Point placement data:
※ ※ ※

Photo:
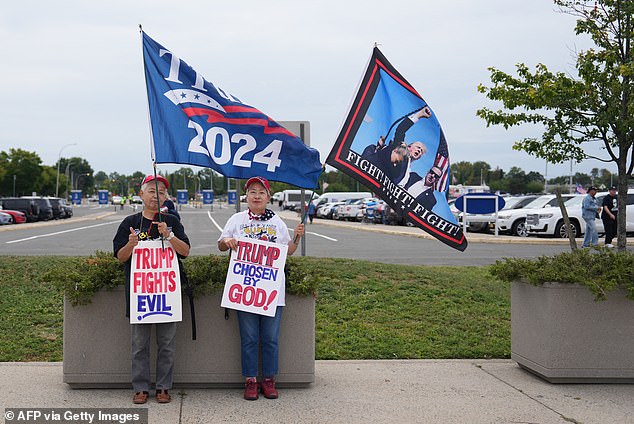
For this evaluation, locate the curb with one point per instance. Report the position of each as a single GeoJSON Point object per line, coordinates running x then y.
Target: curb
{"type": "Point", "coordinates": [416, 232]}
{"type": "Point", "coordinates": [26, 226]}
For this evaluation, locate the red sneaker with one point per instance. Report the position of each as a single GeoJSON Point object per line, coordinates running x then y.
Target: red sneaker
{"type": "Point", "coordinates": [268, 388]}
{"type": "Point", "coordinates": [251, 389]}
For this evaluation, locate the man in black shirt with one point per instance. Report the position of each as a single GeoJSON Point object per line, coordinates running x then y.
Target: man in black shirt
{"type": "Point", "coordinates": [148, 225]}
{"type": "Point", "coordinates": [608, 216]}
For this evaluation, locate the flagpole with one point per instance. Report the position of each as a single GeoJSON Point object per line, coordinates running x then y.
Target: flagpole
{"type": "Point", "coordinates": [152, 154]}
{"type": "Point", "coordinates": [303, 221]}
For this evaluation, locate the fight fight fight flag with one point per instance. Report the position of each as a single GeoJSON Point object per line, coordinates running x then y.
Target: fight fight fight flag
{"type": "Point", "coordinates": [194, 122]}
{"type": "Point", "coordinates": [392, 142]}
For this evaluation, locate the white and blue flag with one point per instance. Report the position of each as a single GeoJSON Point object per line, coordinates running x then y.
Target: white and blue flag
{"type": "Point", "coordinates": [195, 122]}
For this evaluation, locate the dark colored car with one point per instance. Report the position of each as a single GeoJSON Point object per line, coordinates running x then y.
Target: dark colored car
{"type": "Point", "coordinates": [67, 208]}
{"type": "Point", "coordinates": [58, 210]}
{"type": "Point", "coordinates": [17, 216]}
{"type": "Point", "coordinates": [44, 207]}
{"type": "Point", "coordinates": [29, 207]}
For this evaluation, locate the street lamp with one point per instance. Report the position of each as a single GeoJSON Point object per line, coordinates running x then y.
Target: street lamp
{"type": "Point", "coordinates": [59, 157]}
{"type": "Point", "coordinates": [67, 179]}
{"type": "Point", "coordinates": [78, 177]}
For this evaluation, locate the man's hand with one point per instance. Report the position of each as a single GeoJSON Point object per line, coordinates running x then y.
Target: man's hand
{"type": "Point", "coordinates": [133, 239]}
{"type": "Point", "coordinates": [424, 112]}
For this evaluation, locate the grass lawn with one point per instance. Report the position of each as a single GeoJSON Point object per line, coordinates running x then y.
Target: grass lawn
{"type": "Point", "coordinates": [364, 310]}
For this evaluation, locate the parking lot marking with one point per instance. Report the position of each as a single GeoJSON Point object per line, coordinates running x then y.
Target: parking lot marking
{"type": "Point", "coordinates": [214, 221]}
{"type": "Point", "coordinates": [319, 235]}
{"type": "Point", "coordinates": [60, 232]}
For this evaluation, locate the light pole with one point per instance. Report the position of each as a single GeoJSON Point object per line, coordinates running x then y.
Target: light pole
{"type": "Point", "coordinates": [78, 177]}
{"type": "Point", "coordinates": [59, 158]}
{"type": "Point", "coordinates": [67, 179]}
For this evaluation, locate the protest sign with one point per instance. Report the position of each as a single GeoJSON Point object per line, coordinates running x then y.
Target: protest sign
{"type": "Point", "coordinates": [155, 285]}
{"type": "Point", "coordinates": [255, 276]}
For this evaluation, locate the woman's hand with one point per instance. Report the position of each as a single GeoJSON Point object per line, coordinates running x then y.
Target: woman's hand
{"type": "Point", "coordinates": [228, 243]}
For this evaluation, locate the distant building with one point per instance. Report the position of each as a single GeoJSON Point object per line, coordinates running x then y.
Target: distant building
{"type": "Point", "coordinates": [459, 189]}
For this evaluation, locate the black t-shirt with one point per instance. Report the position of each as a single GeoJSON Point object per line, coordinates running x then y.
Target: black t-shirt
{"type": "Point", "coordinates": [145, 230]}
{"type": "Point", "coordinates": [610, 202]}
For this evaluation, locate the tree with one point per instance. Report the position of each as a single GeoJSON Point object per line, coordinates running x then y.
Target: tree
{"type": "Point", "coordinates": [596, 107]}
{"type": "Point", "coordinates": [22, 169]}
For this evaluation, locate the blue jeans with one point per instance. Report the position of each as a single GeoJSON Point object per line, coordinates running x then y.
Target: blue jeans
{"type": "Point", "coordinates": [591, 237]}
{"type": "Point", "coordinates": [255, 330]}
{"type": "Point", "coordinates": [166, 349]}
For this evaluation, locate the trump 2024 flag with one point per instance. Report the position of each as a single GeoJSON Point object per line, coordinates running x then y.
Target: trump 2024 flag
{"type": "Point", "coordinates": [197, 123]}
{"type": "Point", "coordinates": [392, 142]}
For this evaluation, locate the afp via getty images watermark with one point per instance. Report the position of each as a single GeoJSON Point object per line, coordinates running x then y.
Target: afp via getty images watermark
{"type": "Point", "coordinates": [76, 415]}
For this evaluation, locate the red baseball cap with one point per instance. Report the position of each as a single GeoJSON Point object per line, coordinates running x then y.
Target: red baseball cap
{"type": "Point", "coordinates": [160, 179]}
{"type": "Point", "coordinates": [260, 180]}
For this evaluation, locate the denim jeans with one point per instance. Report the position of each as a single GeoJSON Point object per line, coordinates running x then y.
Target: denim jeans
{"type": "Point", "coordinates": [255, 330]}
{"type": "Point", "coordinates": [591, 237]}
{"type": "Point", "coordinates": [165, 341]}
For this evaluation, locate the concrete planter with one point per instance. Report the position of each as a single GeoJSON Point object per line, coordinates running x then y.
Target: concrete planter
{"type": "Point", "coordinates": [97, 344]}
{"type": "Point", "coordinates": [560, 333]}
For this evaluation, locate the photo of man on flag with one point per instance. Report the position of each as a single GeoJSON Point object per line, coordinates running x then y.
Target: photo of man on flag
{"type": "Point", "coordinates": [194, 122]}
{"type": "Point", "coordinates": [392, 142]}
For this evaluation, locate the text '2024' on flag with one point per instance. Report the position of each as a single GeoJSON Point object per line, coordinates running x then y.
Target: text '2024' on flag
{"type": "Point", "coordinates": [392, 142]}
{"type": "Point", "coordinates": [194, 122]}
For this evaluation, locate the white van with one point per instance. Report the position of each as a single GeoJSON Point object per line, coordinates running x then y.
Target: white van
{"type": "Point", "coordinates": [339, 196]}
{"type": "Point", "coordinates": [291, 198]}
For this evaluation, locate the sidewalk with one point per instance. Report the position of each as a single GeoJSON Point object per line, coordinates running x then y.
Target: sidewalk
{"type": "Point", "coordinates": [389, 391]}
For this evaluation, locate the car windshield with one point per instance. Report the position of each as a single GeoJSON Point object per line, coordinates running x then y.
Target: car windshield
{"type": "Point", "coordinates": [573, 201]}
{"type": "Point", "coordinates": [510, 202]}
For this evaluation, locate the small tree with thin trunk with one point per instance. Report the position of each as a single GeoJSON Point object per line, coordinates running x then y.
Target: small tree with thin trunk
{"type": "Point", "coordinates": [595, 107]}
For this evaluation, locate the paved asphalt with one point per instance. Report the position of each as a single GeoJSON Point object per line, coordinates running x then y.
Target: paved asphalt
{"type": "Point", "coordinates": [390, 391]}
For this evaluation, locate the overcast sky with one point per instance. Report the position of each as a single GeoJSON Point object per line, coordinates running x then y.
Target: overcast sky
{"type": "Point", "coordinates": [75, 74]}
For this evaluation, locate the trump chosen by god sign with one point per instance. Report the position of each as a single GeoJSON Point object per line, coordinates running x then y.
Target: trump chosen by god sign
{"type": "Point", "coordinates": [255, 276]}
{"type": "Point", "coordinates": [155, 284]}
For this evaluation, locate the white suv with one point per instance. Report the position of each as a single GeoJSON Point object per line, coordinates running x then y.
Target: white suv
{"type": "Point", "coordinates": [514, 220]}
{"type": "Point", "coordinates": [550, 221]}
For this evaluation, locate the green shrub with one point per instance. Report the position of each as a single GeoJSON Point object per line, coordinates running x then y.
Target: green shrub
{"type": "Point", "coordinates": [80, 278]}
{"type": "Point", "coordinates": [601, 270]}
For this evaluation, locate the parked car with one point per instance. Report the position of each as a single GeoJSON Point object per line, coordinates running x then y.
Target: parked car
{"type": "Point", "coordinates": [353, 211]}
{"type": "Point", "coordinates": [18, 217]}
{"type": "Point", "coordinates": [336, 213]}
{"type": "Point", "coordinates": [326, 210]}
{"type": "Point", "coordinates": [375, 213]}
{"type": "Point", "coordinates": [513, 221]}
{"type": "Point", "coordinates": [550, 221]}
{"type": "Point", "coordinates": [29, 207]}
{"type": "Point", "coordinates": [393, 217]}
{"type": "Point", "coordinates": [44, 206]}
{"type": "Point", "coordinates": [5, 218]}
{"type": "Point", "coordinates": [68, 209]}
{"type": "Point", "coordinates": [482, 222]}
{"type": "Point", "coordinates": [58, 210]}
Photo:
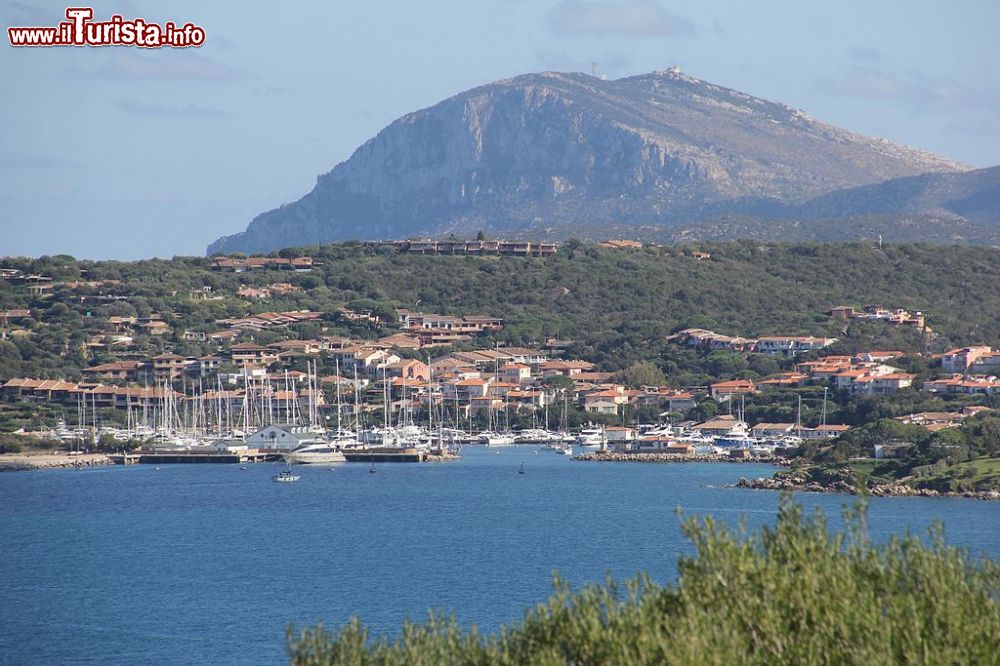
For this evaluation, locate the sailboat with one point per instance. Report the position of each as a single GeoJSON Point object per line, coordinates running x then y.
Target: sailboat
{"type": "Point", "coordinates": [285, 475]}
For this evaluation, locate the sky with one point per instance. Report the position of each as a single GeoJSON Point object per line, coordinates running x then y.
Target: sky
{"type": "Point", "coordinates": [127, 153]}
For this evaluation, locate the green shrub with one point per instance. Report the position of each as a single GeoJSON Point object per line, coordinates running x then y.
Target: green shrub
{"type": "Point", "coordinates": [789, 594]}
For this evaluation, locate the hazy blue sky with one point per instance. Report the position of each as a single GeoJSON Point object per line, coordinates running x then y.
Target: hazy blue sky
{"type": "Point", "coordinates": [126, 153]}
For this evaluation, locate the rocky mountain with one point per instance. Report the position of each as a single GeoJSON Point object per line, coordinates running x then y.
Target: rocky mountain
{"type": "Point", "coordinates": [973, 196]}
{"type": "Point", "coordinates": [554, 150]}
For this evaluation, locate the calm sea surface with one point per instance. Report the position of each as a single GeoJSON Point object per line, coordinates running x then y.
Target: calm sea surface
{"type": "Point", "coordinates": [194, 564]}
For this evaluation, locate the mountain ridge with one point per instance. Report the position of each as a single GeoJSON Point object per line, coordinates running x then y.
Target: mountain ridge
{"type": "Point", "coordinates": [553, 148]}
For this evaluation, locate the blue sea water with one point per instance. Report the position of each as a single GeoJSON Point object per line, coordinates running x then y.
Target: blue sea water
{"type": "Point", "coordinates": [208, 564]}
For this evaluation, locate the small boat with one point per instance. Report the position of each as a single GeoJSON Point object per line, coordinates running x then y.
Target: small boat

※ ※ ※

**INSTRUCTION**.
Copy word for word the lines of the data, beginning with the line that contains "For this evaluation, locate the rocky" and continuing through the end of the data.

**REPLY TO THE TASK**.
For this evaluation, locate the rocky mountain with one point per instance. Report the position of each as a single GeoJSON Point object per line, coordinates running x then y.
Target: rocky mountain
{"type": "Point", "coordinates": [973, 196]}
{"type": "Point", "coordinates": [554, 150]}
For this evaluation, locate the calm sea surface with one point per instance. Report the position of each as a single GeoJSON Point object per line, coordinates running x then y.
Target: calm sea surface
{"type": "Point", "coordinates": [194, 564]}
For this evaluation, locate the mountain ridge with one point per instance. Report the position of each as a single GeoJSON Point object per line, coordinates running x then y.
Target: mountain ridge
{"type": "Point", "coordinates": [553, 148]}
For this evaluation, locate the blue sea water with one point per instance. Report the position of each as a single GeoJSON Point object per line, coordinates running x then y.
Target: blue sea water
{"type": "Point", "coordinates": [208, 564]}
For this evaluation, locate the small boat with one point per instance. Report the position of each as a single GeoJSON Point object per line, coordinates running x then y.
Target: small boat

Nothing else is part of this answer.